**EXERCISE INSTRUCTIONS:**
**a)** Answer these questions from the text on machine learning pipeline design problems:
(i) Besides get_hyperparams() and set_hyperparams(), which two methods does the text propose adding?
(ii) Which two steps are named as often required in train mode only?
(iii) Which Neuraxle method enables or disables train mode?
**b)** Carry the text on machine learning pipeline design problems forward from its final sentence.

Let’s now dive into the heart of it.

Inability to Reasonably do Automatic Machine Learning (AutoML)

Problem: Defining the Search Space (Hyperparameter Distributions)

The search space of the model is awkwardly defined. Consider the following example in scikit-learn:

  1. You define a pipeline.

  2. You define a grid search or a random search to automatically find the best hyperparameters.

  3. You need to pass to the grid search the hyperparameter space and with that you find the best space.

Problems arise when working with big pipelines including lots and lots of steps. Drawbacks of the above method are that:

  • If you change one step of the whole pipeline, you need to come back to the file where you define hyperparameters and change them there.

  • If you reuse parts of a pipeline in another pipeline later on to then perform a new hyperparameter, you can’t simply just copy the code of the pipeline step you defined

Solution: Define Hyperparameter Spaces Within the Steps

Let’s not only have get_hyperparams() and set_hyperparams(), but also get_hyperparams_space() and set_hyperparams_space(). Plus, have default hyperparams and a default space of those hyperparams available in your object as a static object constant.

Now, your hyperparameter space can be defined within the same class than your step object rather than outside, and not in another file, respecting the Open-Closed Principle (OCP) fundamental SOLID OOP principles of programming. Plus, it’s not defined directly the constructor (see next problem on “Defining Hyperparameters”).

Therefore, what you should seek is to define your hyperparameters in your model itself! That is: in the code of each steps themselves, and not elsewhere. This way, maintaining your code and reusing parts from it in your future projects will be a breeze. And in case you want to customize your project more, nothing refrain you from redefining the space (or the best params that you’ve found) elsewhere.

Problem: Defining Hyperparameters in the Constructor is Limiting

Hyperparameters’ definition is less broken than hyperparameters space’s definition in scikit-learn. But still, it is. The problem is that the constructor method of the steps has each constructor arguments tied with their get_params method.

Scikit-Learn’s __init__ method is strongly coupled to their set_params method. This causes sklearn to disallow constructor arguments that aren’t hyperparameters. Ugh! Even worse: in a machine learning pipeline, constructor arguments are the pipeline steps and perhaps (often) even nested pipelines! This makes it a hell to specify an hyperparameter space, or to call get_params in the hope to obtain simple values as hyperparams. You now end up with objects upon calling pipeline.get_params. Uh-oh. You can’t add non-hyperparameter arguments, or doing so is clumsy. You’re stuck!

Solution: Separate Steps’s Constructors From the get_params Method

There isn’t much more to say. To counter the limitations of scikit-learn, decoupling the definition of hyperparameters from the constructor is a must. Neuraxle’s BaseStep ‘s __init__ method is fine.

Problem: Different Train and Test Behavior

So your machine learning pipeline uses techniques that needs to be disabled at test time’s inference (transform) pass, but not at training time’s inference (transform) pass.

For instance, some steps will be in train mode only or in test mode only. An EpochRepeater and a DataShuffler often are required in train mode only. Your neural network step might also know if it should deactivate dropout in the inference at test time.

Solution: use the Set Train Special Method and use Step Wrappers

Good news: with Neuraxle, you can enable train or disable train mode with set_train(). That could affect how you code your steps.

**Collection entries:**
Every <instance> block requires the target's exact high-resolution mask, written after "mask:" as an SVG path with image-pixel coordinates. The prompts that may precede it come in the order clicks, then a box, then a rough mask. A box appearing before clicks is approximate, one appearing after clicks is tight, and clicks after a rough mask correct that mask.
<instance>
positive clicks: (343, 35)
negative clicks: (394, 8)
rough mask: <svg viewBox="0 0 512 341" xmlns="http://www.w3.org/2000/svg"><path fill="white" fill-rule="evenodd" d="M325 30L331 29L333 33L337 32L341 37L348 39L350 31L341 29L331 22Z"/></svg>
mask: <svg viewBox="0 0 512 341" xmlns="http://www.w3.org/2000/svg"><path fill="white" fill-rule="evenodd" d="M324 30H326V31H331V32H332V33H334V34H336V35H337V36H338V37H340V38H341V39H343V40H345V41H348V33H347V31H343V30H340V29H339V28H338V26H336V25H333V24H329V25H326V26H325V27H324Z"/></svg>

**EXPECTED OUTPUTS:**
**a)**
(i) get_hyperparams_space() and set_hyperparams_space()
(ii) An EpochRepeater and a DataShuffler
(iii) set_train()

**b)**
In the case of the EpochRepeater and DataShuffler, they should not always be activated: for instance, surround them like TrainOnlyWrapper ( DataShuffler ) in the pipeline. That is the decorator design pattern applied to our pipe and filter software architectural style to change the behavior of the wrapped object but just from the outside.

We have other wrappers in Neuraxle, such as also the ValueCachingWrapper that can cache precomputed values if the step sees the same things twice or more (this can be cool for putting things in production and getting a speedup).

Problem: You trained a Pipeline and You Want Feedback Statistics on its Learning

What’s the mean and STD of each weight in each of your neural network’s layers? What was the train and validation curve (time series) looking like already? Do your neural net has a dead ReLU problem or other sorts of vanishing gradient problem?

Solution: the Introspect Special Method

Well, if you call the method introspect on your pipeline, it’ll aggregate statistics from all you steps, if your steps define the introspect method. This can be useful to featurize a pipeline for improving the accuracy of your AutoML algorithm (this is deep stuff right here). In other words: your AutoML algorithm can now see the discrepancy between the train and validation loss, and possible issues in the training, to learn to judge if he’s underfitting or overfitting in meta-learning scenarios.

This introspect() method is not yet ready in Neuraxle, but is coming very soon. Moreover, the information returned by this method could be used as features for an AutoML algorithm to generate better recommendations of the next hyperparameters to explore.

Inability to Reasonably do Deep Learning Pipelines

Problem: Scikit-Learn Hardly Allows for Mini-Batch Gradient Descent (Incremental Fit)

That is the essence of Deep Learning (DL). An EpochRepeater and a DataShuffler often are required (in train mode only) within a Pipeline.

In Scikit-Learn, it is ambiguous whether a step will reset upon each calls to fit, or if it’ll continue to train. Each mini-batch Stochastic Gradient Descent (SGD) update should ideally correspond to one call to fit on a subset of the data within the pipeline’s fit method call.

Solution: Minibatch Pipeline Class and the Ability to Incrementally Fit Pipeline Steps

Simple: make fit() callable many times in a row without resetting the initialization of the step. Also create a pipeline class that takes the dataset and loops on small batches of it to fit, transform, and/or predict the given data. Done. Don’t you feel relieved to finally have this now? You already see the next problem don’t you? The way the initialization is done.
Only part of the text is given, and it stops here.